> WHAT IS EXPECTED
Reproduce all entries word for word.
-------- DATASET EXCERPTS
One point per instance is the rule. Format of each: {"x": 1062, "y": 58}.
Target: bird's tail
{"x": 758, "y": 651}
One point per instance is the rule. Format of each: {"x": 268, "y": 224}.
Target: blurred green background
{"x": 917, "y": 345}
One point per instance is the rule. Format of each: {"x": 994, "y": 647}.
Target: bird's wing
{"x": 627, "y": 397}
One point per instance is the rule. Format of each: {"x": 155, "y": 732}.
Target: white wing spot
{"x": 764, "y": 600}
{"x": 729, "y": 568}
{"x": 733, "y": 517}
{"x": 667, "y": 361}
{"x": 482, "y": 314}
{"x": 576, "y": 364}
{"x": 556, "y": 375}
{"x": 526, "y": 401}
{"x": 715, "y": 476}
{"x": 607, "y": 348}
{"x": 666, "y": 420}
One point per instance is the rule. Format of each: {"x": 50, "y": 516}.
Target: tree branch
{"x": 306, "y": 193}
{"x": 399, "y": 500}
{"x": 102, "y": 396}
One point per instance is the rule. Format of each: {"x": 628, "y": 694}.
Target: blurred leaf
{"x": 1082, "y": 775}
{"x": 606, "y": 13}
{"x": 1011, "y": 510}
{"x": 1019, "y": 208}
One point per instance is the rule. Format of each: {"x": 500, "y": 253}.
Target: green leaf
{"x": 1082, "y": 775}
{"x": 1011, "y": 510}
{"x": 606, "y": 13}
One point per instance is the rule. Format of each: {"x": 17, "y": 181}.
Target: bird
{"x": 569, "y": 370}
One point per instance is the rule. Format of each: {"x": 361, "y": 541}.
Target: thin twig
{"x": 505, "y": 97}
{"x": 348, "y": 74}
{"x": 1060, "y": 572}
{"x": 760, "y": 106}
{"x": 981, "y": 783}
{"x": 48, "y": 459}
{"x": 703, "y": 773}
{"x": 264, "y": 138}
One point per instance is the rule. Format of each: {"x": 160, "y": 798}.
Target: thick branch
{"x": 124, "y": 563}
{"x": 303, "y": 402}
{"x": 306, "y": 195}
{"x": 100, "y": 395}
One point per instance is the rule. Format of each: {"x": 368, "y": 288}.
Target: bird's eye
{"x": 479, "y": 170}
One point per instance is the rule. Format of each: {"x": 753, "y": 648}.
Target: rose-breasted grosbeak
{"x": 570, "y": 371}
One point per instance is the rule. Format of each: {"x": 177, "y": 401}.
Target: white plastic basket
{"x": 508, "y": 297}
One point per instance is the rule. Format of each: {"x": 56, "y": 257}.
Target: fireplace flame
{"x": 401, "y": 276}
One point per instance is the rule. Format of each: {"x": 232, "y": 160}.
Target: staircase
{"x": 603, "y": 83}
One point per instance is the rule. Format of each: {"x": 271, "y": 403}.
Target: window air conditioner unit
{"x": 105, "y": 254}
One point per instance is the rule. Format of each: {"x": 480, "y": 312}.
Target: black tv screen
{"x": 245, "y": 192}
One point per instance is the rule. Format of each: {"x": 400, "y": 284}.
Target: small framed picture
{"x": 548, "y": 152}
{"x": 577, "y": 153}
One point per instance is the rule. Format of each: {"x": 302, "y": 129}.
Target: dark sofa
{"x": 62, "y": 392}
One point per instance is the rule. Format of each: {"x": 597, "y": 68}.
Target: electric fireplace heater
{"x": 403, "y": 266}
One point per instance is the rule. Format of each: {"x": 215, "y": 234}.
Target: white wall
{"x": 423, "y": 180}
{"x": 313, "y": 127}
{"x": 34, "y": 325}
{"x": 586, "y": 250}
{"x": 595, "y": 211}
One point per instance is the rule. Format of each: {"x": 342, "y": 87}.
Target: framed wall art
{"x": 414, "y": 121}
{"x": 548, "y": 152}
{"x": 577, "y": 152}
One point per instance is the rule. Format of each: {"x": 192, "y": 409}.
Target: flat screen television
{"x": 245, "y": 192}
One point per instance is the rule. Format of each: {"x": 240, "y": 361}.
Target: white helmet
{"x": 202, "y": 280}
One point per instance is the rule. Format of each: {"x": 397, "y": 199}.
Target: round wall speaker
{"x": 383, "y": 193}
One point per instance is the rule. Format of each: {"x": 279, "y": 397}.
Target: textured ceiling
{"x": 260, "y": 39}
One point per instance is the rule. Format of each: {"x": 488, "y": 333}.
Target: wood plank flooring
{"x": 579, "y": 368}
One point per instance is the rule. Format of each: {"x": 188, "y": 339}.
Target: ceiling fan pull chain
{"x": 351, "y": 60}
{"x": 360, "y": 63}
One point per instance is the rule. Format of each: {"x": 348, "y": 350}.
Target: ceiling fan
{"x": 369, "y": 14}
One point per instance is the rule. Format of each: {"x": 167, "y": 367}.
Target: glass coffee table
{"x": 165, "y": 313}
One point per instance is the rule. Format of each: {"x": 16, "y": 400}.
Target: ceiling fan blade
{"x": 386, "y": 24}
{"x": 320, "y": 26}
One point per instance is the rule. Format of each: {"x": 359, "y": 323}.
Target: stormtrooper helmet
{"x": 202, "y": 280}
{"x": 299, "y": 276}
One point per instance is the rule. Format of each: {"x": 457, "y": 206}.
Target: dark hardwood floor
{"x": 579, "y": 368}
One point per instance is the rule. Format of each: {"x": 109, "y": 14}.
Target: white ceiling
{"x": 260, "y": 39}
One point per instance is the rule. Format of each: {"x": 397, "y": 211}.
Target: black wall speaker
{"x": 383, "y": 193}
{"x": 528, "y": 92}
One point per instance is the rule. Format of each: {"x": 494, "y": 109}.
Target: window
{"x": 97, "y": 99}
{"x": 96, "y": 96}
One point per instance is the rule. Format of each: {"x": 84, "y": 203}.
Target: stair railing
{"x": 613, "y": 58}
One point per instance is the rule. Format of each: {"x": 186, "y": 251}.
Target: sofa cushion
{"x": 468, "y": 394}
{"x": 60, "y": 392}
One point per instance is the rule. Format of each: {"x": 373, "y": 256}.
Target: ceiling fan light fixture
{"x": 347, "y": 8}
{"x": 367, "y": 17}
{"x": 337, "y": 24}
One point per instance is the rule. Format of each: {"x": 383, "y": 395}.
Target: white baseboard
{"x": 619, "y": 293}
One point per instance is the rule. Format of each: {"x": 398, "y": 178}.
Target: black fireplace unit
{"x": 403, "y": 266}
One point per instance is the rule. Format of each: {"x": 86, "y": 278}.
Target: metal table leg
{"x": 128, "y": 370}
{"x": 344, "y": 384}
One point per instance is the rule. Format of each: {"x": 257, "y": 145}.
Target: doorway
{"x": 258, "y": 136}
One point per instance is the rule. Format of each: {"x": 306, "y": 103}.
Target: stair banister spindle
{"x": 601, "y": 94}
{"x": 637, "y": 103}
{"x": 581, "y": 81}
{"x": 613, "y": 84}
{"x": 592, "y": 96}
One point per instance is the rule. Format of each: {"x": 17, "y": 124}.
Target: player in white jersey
----------------
> ANSWER BOX
One point per instance is the rule. Format of each: {"x": 1062, "y": 58}.
Target: bird's tail
{"x": 758, "y": 651}
One point per instance is the rule. Format of each: {"x": 268, "y": 224}.
Target: blurred green background
{"x": 917, "y": 345}
One point per instance is the rule. Format of each: {"x": 994, "y": 647}.
Target: bird's wing
{"x": 627, "y": 397}
One point per instance is the rule. Format of each: {"x": 155, "y": 732}.
Target: white wing spot
{"x": 764, "y": 600}
{"x": 729, "y": 568}
{"x": 733, "y": 517}
{"x": 667, "y": 361}
{"x": 482, "y": 314}
{"x": 576, "y": 364}
{"x": 556, "y": 375}
{"x": 526, "y": 401}
{"x": 715, "y": 476}
{"x": 607, "y": 348}
{"x": 666, "y": 420}
One point per instance is the rule. Format of each: {"x": 50, "y": 516}.
Target: tree branch
{"x": 306, "y": 193}
{"x": 399, "y": 500}
{"x": 102, "y": 396}
One point per instance is the rule. Format of each: {"x": 628, "y": 694}.
Target: blurred leaf
{"x": 1082, "y": 775}
{"x": 606, "y": 13}
{"x": 1011, "y": 510}
{"x": 1019, "y": 208}
One point per instance is the rule. Format of each: {"x": 500, "y": 253}.
Target: green leaf
{"x": 1082, "y": 775}
{"x": 1011, "y": 510}
{"x": 606, "y": 13}
One point per instance is the rule. Format of each: {"x": 17, "y": 181}.
Target: bird
{"x": 569, "y": 370}
One point per instance is the rule. Format of each: {"x": 361, "y": 541}.
Target: thin twig
{"x": 505, "y": 97}
{"x": 348, "y": 74}
{"x": 1060, "y": 572}
{"x": 760, "y": 106}
{"x": 981, "y": 783}
{"x": 48, "y": 459}
{"x": 703, "y": 773}
{"x": 264, "y": 138}
One point per instance is the rule. Format of each: {"x": 160, "y": 798}.
Target: thick branch
{"x": 124, "y": 563}
{"x": 303, "y": 402}
{"x": 306, "y": 195}
{"x": 100, "y": 395}
One point per instance is the rule. Format of each: {"x": 368, "y": 288}.
Target: bird's eye
{"x": 479, "y": 170}
One point per instance is the rule. Format of each: {"x": 753, "y": 648}.
Target: rose-breasted grosbeak
{"x": 570, "y": 371}
One point per instance is the rule. Format of each: {"x": 177, "y": 401}.
Target: white plastic basket
{"x": 508, "y": 297}
One point per instance is the rule. Format of each: {"x": 56, "y": 257}.
Target: fireplace flame
{"x": 401, "y": 276}
One point per instance is the rule. Format of each: {"x": 232, "y": 160}.
Target: staircase
{"x": 603, "y": 83}
One point per instance is the rule. Format of each: {"x": 271, "y": 403}.
Target: window air conditioner unit
{"x": 105, "y": 254}
One point per instance is the rule. Format of each: {"x": 480, "y": 312}.
Target: black tv screen
{"x": 245, "y": 192}
One point per instance is the rule. Format of each: {"x": 400, "y": 284}.
Target: small framed picture
{"x": 548, "y": 152}
{"x": 577, "y": 153}
One point per instance is the rule. Format of each: {"x": 302, "y": 129}.
Target: dark sofa
{"x": 62, "y": 392}
One point per instance is the rule. Format of each: {"x": 597, "y": 68}.
Target: electric fireplace heater
{"x": 403, "y": 266}
One point per instance is the rule. Format of each: {"x": 215, "y": 234}.
Target: white wall
{"x": 423, "y": 180}
{"x": 313, "y": 127}
{"x": 34, "y": 325}
{"x": 586, "y": 250}
{"x": 595, "y": 211}
One point per instance is the rule. Format of each: {"x": 342, "y": 87}.
Target: framed wall art
{"x": 414, "y": 121}
{"x": 548, "y": 152}
{"x": 577, "y": 152}
One point per instance is the rule. Format of each: {"x": 192, "y": 409}.
Target: flat screen television
{"x": 245, "y": 192}
One point per instance is the rule. Format of each: {"x": 240, "y": 361}.
Target: white helmet
{"x": 202, "y": 280}
One point per instance is the rule. Format of each: {"x": 397, "y": 199}.
Target: round wall speaker
{"x": 383, "y": 193}
One point per instance is the rule. Format of each: {"x": 279, "y": 397}.
Target: textured ceiling
{"x": 260, "y": 39}
One point per instance is the rule. Format of each: {"x": 488, "y": 333}.
Target: wood plank flooring
{"x": 579, "y": 368}
One point per instance is the rule. Format of each: {"x": 188, "y": 339}.
Target: ceiling fan pull chain
{"x": 351, "y": 60}
{"x": 360, "y": 63}
One point per instance is the rule. Format of each: {"x": 348, "y": 350}.
Target: ceiling fan
{"x": 369, "y": 14}
One point per instance is the rule. Format of each: {"x": 167, "y": 367}.
Target: glass coffee table
{"x": 165, "y": 313}
One point per instance is the rule. Format of each: {"x": 16, "y": 400}.
Target: ceiling fan blade
{"x": 386, "y": 24}
{"x": 320, "y": 26}
One point per instance is the rule. Format of each: {"x": 359, "y": 323}.
Target: stormtrooper helmet
{"x": 202, "y": 280}
{"x": 299, "y": 276}
One point per instance is the rule. Format of each: {"x": 457, "y": 206}.
Target: dark hardwood floor
{"x": 579, "y": 368}
One point per instance is the rule. Format of each: {"x": 109, "y": 14}.
Target: white ceiling
{"x": 260, "y": 39}
One point per instance is the rule. Format of each: {"x": 397, "y": 211}.
Target: black wall speaker
{"x": 383, "y": 193}
{"x": 528, "y": 92}
One point per instance is the rule. Format of each: {"x": 494, "y": 109}.
Target: window
{"x": 97, "y": 99}
{"x": 96, "y": 96}
One point per instance is the rule. Format of each: {"x": 84, "y": 203}.
Target: stair railing
{"x": 613, "y": 58}
One point per instance is the rule. Format of each: {"x": 186, "y": 251}.
Target: sofa cushion
{"x": 468, "y": 394}
{"x": 60, "y": 392}
One point per instance is the rule. Format of each: {"x": 373, "y": 256}.
Target: ceiling fan light fixture
{"x": 347, "y": 8}
{"x": 367, "y": 17}
{"x": 337, "y": 24}
One point per instance is the rule. Format of each: {"x": 383, "y": 395}.
Target: white baseboard
{"x": 619, "y": 293}
One point per instance is the rule. Format of each: {"x": 398, "y": 178}.
Target: black fireplace unit
{"x": 403, "y": 266}
One point per instance is the rule. Format of each: {"x": 86, "y": 278}.
Target: metal table leg
{"x": 128, "y": 370}
{"x": 344, "y": 384}
One point per instance is the rule. Format of each: {"x": 257, "y": 145}.
Target: doorway
{"x": 258, "y": 136}
One point per instance is the rule. Format of each: {"x": 306, "y": 103}.
Target: stair banister spindle
{"x": 601, "y": 94}
{"x": 637, "y": 103}
{"x": 581, "y": 81}
{"x": 613, "y": 84}
{"x": 592, "y": 96}
One point per instance is the rule. Format of each: {"x": 17, "y": 124}.
Target: player in white jersey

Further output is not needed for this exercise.